→ QUOTED PASSAGE
Dear Robert George,
I spoke to you at the lecture you gave the other day with Cornel West in the Quaker Meeting House at Swarthmore. I was the young man in the first row who asked you what it would take to change your mind about queer people and gay marriage. You didn’t really give me an answer to the question I asked, but instead you talked a lot about the process that led you to the views you have today. You read Plato, and Gandhi, and Kinsey, and many more. You suggested that I do the same, and that perhaps after careful reflection and thought, I might come to agree with you.
Of course, the terrible irony of all this is that I am gay. You couldn’t have known. I wasn’t wearing protest t-shirts like so many of the queer activists on campus, I didn’t out myself to you in my question, and my mannerisms don’t immediately betray the the inner workings of my heart. When you addressed me, you mistook the anger in my voice to be the passion of an activist and an ally, rather than the pain of a young man you had hurt.

→ DATASET
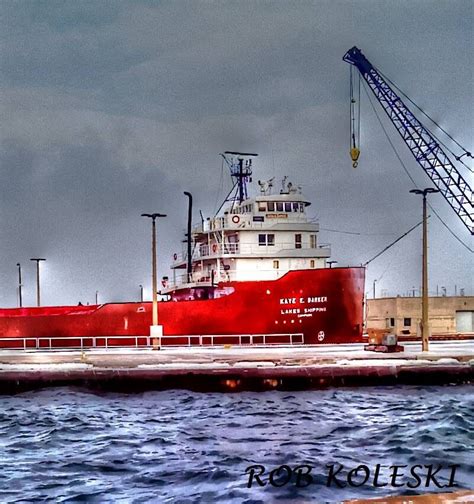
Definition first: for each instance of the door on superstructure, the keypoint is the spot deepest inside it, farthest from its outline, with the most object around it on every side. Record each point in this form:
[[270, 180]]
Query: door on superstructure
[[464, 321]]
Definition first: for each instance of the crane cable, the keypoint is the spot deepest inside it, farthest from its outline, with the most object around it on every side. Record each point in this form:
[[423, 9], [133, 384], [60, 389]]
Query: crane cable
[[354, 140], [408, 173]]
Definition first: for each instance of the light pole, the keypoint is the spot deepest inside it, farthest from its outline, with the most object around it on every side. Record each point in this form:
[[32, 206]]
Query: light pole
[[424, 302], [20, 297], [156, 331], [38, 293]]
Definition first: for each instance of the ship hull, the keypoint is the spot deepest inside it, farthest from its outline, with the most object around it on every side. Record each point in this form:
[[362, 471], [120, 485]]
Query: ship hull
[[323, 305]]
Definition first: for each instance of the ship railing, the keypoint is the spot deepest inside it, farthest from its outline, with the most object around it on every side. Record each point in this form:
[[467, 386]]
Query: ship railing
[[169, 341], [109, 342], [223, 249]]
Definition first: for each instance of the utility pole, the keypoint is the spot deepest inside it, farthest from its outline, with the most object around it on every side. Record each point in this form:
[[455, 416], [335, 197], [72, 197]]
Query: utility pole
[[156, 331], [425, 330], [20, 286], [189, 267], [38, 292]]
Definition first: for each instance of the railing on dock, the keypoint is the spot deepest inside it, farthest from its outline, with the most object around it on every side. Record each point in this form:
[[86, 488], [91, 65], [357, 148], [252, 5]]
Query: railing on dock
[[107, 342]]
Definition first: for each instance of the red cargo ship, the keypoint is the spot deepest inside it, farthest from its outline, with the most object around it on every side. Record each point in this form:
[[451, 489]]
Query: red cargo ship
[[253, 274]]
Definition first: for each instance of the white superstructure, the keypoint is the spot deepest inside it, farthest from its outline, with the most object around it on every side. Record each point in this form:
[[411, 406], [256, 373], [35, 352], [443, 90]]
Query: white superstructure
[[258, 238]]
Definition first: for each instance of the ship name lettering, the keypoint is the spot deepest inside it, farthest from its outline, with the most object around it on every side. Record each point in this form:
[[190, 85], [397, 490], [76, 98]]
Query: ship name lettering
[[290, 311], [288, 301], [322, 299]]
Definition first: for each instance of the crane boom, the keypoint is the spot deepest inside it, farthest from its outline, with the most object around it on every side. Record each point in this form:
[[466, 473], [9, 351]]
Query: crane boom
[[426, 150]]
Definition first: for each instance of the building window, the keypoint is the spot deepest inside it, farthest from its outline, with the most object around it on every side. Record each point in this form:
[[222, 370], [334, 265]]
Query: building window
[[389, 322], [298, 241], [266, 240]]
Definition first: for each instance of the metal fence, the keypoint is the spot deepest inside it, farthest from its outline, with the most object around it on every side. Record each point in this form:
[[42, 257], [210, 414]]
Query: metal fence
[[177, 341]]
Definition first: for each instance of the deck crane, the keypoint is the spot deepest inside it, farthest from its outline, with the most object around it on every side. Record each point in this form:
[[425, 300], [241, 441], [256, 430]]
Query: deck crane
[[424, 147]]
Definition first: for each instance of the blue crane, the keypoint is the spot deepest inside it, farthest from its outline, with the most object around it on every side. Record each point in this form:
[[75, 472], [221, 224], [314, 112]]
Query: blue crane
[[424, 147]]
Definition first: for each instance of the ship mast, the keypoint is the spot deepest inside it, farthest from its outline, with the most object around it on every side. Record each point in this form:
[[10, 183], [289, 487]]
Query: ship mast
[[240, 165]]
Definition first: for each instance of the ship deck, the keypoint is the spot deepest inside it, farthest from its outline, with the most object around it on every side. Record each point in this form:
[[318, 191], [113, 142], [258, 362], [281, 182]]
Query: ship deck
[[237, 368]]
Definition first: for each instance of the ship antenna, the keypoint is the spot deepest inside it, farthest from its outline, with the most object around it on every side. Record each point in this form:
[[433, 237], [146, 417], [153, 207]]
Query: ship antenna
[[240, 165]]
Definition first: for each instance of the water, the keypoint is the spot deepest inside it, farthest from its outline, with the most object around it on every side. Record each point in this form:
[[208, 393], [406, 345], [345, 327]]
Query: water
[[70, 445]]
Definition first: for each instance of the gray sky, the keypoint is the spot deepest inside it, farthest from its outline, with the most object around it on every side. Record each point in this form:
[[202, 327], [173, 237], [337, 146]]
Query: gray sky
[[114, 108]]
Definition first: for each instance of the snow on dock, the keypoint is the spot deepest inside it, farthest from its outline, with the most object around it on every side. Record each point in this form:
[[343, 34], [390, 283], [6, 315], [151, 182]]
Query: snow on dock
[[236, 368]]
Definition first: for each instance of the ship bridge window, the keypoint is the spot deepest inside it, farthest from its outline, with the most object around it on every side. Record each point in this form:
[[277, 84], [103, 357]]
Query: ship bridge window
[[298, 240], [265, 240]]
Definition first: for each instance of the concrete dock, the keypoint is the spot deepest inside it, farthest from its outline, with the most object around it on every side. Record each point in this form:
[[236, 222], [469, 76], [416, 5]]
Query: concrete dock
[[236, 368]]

→ JOB
Write out the entire letter to Robert George above, word for word.

→ EXERCISE OUTPUT
Dear Robert George,
I spoke to you at the lecture you gave the other day with Cornel West in the Quaker Meeting House at Swarthmore. I was the young man in the first row who asked you what it would take to change your mind about queer people and gay marriage. You didn’t really give me an answer to the question I asked, but instead you talked a lot about the process that led you to the views you have today. You read Plato, and Gandhi, and Kinsey, and many more. You suggested that I do the same, and that perhaps after careful reflection and thought, I might come to agree with you.
Of course, the terrible irony of all this is that I am gay. You couldn’t have known. I wasn’t wearing protest t-shirts like so many of the queer activists on campus, I didn’t out myself to you in my question, and my mannerisms don’t immediately betray the the inner workings of my heart. When you addressed me, you mistook the anger in my voice to be the passion of an activist and an ally, rather than the pain of a young man you had hurt.